(Labeled-object pointing entries)
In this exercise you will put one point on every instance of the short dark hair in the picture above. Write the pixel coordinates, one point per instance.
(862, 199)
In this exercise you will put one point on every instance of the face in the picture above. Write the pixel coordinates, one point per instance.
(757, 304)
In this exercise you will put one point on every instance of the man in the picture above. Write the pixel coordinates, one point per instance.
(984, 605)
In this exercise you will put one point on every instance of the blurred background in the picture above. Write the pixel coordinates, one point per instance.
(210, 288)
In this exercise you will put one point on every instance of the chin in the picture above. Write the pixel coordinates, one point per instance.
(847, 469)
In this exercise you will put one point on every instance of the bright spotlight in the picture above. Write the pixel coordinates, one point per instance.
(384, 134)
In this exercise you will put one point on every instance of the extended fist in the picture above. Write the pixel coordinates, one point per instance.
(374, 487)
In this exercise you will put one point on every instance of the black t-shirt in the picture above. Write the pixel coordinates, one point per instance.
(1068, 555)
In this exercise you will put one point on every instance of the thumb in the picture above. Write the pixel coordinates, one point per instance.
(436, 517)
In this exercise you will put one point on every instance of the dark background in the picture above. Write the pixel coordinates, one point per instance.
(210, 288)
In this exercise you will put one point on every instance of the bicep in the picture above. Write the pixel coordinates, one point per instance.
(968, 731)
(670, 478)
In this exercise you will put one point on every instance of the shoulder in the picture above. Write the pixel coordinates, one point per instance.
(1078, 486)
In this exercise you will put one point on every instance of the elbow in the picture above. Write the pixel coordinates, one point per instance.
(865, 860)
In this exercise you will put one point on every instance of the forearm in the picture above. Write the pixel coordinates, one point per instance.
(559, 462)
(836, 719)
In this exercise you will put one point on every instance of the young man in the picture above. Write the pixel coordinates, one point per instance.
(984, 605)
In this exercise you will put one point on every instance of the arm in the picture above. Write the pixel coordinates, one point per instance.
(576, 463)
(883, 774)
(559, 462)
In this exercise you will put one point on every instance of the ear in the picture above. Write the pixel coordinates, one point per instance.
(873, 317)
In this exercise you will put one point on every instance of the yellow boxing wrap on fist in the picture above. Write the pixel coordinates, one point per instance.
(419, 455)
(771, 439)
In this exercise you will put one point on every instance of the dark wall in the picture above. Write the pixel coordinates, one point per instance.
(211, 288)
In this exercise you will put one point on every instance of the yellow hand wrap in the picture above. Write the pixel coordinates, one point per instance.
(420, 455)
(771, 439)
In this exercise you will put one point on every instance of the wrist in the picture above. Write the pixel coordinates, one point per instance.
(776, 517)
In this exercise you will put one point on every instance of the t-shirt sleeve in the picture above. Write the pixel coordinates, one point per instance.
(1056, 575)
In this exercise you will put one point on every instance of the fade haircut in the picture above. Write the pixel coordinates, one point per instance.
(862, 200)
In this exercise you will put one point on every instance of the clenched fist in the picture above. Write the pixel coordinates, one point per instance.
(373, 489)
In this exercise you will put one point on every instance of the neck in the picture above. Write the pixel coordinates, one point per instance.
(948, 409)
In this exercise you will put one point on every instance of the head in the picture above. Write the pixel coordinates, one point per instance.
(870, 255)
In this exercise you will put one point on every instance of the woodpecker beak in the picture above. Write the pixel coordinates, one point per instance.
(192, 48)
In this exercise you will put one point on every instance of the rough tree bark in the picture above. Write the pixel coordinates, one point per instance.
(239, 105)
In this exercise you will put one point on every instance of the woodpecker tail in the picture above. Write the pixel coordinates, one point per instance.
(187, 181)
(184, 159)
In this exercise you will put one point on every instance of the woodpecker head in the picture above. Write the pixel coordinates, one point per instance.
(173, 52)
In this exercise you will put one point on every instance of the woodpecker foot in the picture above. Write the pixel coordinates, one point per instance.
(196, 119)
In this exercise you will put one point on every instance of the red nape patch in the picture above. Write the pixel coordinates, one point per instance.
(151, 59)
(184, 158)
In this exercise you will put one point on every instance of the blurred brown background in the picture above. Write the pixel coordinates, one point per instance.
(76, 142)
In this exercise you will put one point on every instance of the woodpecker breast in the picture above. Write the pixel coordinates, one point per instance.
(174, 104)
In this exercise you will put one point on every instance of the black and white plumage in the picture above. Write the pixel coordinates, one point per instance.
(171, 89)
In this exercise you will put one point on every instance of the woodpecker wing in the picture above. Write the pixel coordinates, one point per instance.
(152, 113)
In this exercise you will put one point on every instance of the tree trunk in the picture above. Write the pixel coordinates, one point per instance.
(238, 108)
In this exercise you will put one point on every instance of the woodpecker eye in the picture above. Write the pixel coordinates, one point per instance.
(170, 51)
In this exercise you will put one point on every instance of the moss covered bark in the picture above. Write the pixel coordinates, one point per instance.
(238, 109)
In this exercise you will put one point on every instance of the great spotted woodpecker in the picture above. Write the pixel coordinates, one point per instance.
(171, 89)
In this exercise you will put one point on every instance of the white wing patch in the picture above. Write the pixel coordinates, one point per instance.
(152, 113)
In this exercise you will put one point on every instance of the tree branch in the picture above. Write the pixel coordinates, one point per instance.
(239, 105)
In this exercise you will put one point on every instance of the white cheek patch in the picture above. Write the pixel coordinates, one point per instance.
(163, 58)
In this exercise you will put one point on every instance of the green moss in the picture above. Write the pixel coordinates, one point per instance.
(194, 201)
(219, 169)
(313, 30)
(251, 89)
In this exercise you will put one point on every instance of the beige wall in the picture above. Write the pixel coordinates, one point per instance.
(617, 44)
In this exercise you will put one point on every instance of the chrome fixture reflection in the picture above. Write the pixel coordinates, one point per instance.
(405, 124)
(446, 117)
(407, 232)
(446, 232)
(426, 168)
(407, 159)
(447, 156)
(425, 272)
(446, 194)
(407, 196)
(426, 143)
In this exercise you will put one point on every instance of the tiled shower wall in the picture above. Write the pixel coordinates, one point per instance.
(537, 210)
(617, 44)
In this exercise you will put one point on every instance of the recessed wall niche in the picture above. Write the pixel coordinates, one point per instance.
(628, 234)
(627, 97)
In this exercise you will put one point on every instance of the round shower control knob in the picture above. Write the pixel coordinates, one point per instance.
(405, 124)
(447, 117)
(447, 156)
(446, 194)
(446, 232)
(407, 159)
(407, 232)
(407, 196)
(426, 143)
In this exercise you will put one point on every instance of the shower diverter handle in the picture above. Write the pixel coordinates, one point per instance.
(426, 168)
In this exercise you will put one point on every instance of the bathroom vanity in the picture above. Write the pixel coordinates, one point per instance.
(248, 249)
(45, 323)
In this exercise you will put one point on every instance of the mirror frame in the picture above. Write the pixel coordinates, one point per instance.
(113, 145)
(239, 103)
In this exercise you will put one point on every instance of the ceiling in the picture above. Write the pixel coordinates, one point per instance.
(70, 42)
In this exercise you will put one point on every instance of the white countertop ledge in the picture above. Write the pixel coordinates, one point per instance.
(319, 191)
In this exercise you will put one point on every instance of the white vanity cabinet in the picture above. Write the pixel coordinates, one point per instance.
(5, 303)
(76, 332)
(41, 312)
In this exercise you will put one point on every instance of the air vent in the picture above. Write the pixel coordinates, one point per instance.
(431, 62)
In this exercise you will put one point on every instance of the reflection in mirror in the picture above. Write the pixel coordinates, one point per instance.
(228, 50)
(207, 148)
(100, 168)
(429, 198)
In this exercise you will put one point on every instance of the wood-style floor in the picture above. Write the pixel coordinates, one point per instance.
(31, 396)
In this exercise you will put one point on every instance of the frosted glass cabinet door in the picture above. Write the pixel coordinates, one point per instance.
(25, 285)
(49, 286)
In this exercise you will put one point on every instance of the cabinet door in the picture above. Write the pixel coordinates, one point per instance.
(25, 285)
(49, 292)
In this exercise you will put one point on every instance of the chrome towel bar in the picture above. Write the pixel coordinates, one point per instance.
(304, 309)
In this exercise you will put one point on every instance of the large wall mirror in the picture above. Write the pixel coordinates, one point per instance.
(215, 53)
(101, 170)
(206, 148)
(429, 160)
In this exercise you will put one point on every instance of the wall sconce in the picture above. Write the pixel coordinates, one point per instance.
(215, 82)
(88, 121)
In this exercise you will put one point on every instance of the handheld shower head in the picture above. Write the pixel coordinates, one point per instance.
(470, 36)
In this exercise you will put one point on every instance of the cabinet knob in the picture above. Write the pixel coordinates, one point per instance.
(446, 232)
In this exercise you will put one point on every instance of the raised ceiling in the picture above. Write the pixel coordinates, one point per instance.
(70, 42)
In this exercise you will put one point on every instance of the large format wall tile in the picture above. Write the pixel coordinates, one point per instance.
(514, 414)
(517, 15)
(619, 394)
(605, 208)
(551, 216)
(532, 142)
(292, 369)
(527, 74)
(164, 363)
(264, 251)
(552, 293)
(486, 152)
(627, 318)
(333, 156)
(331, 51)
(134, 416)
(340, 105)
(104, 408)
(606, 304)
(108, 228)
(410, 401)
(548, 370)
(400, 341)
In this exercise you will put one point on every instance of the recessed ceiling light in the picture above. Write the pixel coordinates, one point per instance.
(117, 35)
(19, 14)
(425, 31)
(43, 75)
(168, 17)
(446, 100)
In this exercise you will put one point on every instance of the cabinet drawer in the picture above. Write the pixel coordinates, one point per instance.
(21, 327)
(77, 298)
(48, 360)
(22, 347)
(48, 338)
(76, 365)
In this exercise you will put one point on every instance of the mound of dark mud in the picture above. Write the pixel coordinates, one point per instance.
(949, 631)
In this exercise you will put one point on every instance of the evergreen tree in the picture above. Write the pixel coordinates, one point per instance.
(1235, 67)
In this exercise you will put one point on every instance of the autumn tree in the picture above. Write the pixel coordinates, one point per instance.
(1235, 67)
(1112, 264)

* _Exercise objective_
Find the line with "the recessed ceiling" in the listing above, then write out that line and each remaining line exactly, with no other text.

* _Answer in full_
In this exercise you will put one point on every instance of the recessed ceiling light in the picture above. Write the pixel coordinates, one point per instance.
(117, 35)
(19, 14)
(425, 31)
(43, 75)
(168, 17)
(446, 100)
In this exercise you will put one point on every instance of the cabinet drawer in the picture above. Write the pixel coordinates, one point per instance.
(21, 327)
(77, 298)
(48, 360)
(22, 347)
(48, 338)
(76, 365)
In this exercise you will put one point on every instance of the mound of dark mud in the picture above. Write the pixel coordinates, one point per instance.
(949, 631)
In this exercise you will put one point on every instance of the evergreen tree in the picture above. Write the pixel coordinates, one point per instance.
(1235, 67)
In this exercise you will put one point on every instance of the autumn tree in the picture above. Write the pixel coordinates, one point per instance.
(1235, 67)
(1112, 264)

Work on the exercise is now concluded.